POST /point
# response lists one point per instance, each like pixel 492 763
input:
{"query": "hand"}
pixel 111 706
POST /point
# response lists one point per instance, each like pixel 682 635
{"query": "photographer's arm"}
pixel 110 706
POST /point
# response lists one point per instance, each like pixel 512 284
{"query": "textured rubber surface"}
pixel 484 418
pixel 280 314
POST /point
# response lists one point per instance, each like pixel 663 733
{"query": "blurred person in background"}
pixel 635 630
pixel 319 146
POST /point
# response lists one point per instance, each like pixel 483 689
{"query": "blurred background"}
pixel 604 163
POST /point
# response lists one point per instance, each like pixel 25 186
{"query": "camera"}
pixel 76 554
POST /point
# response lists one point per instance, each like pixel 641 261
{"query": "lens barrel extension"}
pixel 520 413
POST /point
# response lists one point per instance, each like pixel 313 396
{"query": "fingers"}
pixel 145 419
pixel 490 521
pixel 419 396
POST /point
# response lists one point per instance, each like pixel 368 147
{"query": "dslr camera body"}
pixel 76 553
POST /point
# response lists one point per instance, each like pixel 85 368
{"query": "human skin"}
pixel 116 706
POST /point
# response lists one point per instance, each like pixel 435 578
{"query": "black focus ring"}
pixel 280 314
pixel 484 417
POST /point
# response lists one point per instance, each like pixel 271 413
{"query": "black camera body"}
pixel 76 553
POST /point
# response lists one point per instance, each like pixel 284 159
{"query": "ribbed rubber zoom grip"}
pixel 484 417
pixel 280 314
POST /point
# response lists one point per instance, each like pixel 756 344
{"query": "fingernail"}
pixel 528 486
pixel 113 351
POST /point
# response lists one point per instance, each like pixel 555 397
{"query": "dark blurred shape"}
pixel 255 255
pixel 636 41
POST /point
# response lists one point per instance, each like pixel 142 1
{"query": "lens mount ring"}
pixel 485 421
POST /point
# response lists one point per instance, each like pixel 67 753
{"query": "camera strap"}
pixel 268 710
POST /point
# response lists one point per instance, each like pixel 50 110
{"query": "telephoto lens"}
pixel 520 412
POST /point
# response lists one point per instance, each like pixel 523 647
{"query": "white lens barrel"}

★ ★ ★

## Assigned task
Beginning at the opening line of the data, transcribe each line exactly until you reach the line with "# response lists one point per instance, each like pixel 25", which you also include, and go no further.

## Response below
POST /point
# response lists one point per instance, each like pixel 492 763
input:
{"query": "hand"}
pixel 111 706
POST /point
# response lists one point per instance, each like pixel 682 635
{"query": "photographer's arm"}
pixel 110 706
POST /point
# response lists one point per instance, each like pixel 512 284
{"query": "textured rubber surface"}
pixel 484 418
pixel 280 314
POST /point
# response lists one point per instance, each like pixel 663 733
{"query": "blurred person in background"}
pixel 635 630
pixel 319 146
POST /point
# response lists one point per instance, each like pixel 483 689
{"query": "blurred background"}
pixel 604 163
POST /point
# response lists one point per instance, each like pixel 25 186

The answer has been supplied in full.